Reading text below:

Open Access News

News from the open access movement


Friday, March 14, 2008

Bora Z on green vs. gold

John Dupuis, Interview with Bora Zivkovic, Crazy Uncle of the Science Blogging Community, Confessions of a Science Librarian, March 13, 2008. Zivkovic is the author of A Blog Around the Clock and Online Community Manager for PLoS ONE.
... When, how and why did you become a believer in Open Access publishing? In discussions of Open Access on science blogs, at meetings, between scientists and publishers, most people talk about Gold, while sometimes we librarians seem to prefer the Green approach to Open Access. Given the recent Harvard announcements about the Green approach, what's your current feeling about the balance between Green and Gold?

End of Reading text.

> _Tasks to carry out_:
**A.** In the blog post about Bora Zivkovic, what position does he hold at PLoS ONE?
**B.** Rewrite the paragraph of the blog post about Bora Zivkovic that begins "John Dupuis, Interview with Bora Zivkovic" as a short list of its main facts.
**C.** Pick up the blog post about Bora Zivkovic after its last sentence and continue it.

Dataset extract below:

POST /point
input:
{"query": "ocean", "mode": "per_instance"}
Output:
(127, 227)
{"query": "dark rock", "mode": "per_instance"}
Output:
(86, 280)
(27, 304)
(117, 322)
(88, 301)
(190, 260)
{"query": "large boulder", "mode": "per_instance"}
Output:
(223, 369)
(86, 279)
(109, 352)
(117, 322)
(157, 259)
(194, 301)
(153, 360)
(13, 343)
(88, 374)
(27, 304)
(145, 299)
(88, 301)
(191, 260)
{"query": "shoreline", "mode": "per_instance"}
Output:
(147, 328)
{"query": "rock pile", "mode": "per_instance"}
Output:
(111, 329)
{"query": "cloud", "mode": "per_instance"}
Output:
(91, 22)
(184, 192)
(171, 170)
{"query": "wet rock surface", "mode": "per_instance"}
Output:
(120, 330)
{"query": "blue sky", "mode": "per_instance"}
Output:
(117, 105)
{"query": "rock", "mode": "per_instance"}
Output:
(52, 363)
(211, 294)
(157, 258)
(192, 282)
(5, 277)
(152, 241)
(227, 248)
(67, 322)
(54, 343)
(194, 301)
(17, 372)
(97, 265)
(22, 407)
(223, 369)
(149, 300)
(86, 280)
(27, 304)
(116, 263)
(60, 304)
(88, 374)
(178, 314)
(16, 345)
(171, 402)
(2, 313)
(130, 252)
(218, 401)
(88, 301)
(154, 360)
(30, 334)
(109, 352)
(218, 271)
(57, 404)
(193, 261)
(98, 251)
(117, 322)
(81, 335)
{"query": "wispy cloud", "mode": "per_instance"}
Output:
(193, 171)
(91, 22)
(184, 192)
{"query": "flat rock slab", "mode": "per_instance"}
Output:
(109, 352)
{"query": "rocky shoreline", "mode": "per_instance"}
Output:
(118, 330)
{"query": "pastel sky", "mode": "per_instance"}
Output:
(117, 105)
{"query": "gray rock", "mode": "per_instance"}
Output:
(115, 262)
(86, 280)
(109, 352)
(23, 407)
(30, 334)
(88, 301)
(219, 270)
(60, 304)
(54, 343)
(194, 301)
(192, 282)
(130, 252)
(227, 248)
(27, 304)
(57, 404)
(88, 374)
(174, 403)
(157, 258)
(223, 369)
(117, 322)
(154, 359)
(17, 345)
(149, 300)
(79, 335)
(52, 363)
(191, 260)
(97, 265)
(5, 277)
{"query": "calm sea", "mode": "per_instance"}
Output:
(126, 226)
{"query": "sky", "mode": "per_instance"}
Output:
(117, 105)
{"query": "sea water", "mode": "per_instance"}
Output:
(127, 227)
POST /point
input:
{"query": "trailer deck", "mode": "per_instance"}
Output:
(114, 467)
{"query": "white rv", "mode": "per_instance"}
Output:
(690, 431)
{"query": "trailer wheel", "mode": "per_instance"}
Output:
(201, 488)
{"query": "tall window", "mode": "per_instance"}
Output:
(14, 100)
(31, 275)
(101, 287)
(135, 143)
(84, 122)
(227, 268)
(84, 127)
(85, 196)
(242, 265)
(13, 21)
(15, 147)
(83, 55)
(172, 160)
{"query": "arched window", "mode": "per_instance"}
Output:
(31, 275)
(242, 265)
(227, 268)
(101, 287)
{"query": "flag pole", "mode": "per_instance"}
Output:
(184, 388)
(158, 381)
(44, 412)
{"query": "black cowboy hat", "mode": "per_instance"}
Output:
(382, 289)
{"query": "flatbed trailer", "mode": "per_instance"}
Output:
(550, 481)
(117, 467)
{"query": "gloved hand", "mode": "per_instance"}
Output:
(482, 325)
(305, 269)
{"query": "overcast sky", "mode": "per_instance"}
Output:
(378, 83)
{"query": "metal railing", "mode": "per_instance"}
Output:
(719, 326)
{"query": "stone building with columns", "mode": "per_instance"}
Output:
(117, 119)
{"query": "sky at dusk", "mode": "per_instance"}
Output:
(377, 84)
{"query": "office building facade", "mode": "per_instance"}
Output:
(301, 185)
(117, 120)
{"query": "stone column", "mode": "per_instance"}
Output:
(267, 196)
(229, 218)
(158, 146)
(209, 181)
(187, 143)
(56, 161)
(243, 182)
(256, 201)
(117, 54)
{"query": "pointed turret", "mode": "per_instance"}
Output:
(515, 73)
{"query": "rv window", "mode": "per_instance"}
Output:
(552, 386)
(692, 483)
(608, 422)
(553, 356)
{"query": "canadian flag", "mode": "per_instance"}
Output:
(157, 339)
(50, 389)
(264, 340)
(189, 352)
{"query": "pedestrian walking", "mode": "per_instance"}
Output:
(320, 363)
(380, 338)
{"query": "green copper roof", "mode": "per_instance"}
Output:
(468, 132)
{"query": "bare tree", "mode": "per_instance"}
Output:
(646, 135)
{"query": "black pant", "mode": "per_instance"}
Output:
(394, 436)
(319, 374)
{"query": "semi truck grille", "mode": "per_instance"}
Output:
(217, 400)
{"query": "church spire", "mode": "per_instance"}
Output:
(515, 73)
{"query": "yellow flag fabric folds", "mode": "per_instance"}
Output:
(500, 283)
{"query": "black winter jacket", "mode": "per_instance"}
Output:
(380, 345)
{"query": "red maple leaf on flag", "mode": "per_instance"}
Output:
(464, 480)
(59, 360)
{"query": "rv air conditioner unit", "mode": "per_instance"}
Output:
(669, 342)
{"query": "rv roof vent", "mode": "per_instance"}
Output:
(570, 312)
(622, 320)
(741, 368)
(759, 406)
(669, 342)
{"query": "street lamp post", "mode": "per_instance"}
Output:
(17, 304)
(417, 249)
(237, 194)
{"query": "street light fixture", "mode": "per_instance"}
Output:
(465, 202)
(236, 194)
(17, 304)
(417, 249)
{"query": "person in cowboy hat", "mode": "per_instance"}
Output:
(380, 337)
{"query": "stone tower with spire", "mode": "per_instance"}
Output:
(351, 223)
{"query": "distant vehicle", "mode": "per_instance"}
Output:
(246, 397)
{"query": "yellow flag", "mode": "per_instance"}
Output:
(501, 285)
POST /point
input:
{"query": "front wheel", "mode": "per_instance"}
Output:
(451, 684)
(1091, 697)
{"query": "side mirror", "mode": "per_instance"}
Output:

End of Dataset extract.

> _Answers_:
**A.** He is Online Community Manager for PLoS ONE.

**B.**
- Interview: John Dupuis with Bora Zivkovic, "Crazy Uncle of the Science Blogging Community"
- Published: Confessions of a Science Librarian, March 13, 2008
- Zivkovic's roles: author of A Blog Around the Clock and Online Community Manager for PLoS ONE

**C.**
Back in grad school I was a fanatical downloader and reader of scientific papers. I read papers old and new in my field, in several related fields, and in some unrelated but interesting fields. I read, carefully, several papers per day. Then, a few months after I left grad school and started science blogging, my password expired for the school library and suddenly I realized what I never thought of before -- papers are actually NOT free and available for everyone to read. And I needed my daily dose of papers, both for blogging and for my, at the time, illusion of writing a Dissertation. I had to resort to begging friends for PDFs. When I look back, even to the early days of my science blogging, more and more of my blog posts were about papers in OA journals, mainly PLoS Biology (to which e-mail I was subscribed from the very beginning of the journal's existence).

I have mixed feelings about Green approach to Open Access. On one hand, it is a Good Thing -- papers previously unavailable become available for everyone to read. This is definitely an improvement over Toll Access. On the other hand, I have two main problems with it. First one is technical/practical: papers deposited in many places are more difficult to find and papers deposited with different formats are hard to machine-mine for data. I think all the papers should be in the same format, searchable from a single place and interconnected. Second problem I have is tactical/psychological. Settling for a semi-Good solution will slow down the movement towards the Good solution. Many people will be smugly satisfied with Green and will be hard to recruit to fight for Gold. ...
Comment. This interview is a role-reversal from last month, when Zivkovic interviewed Dupuis.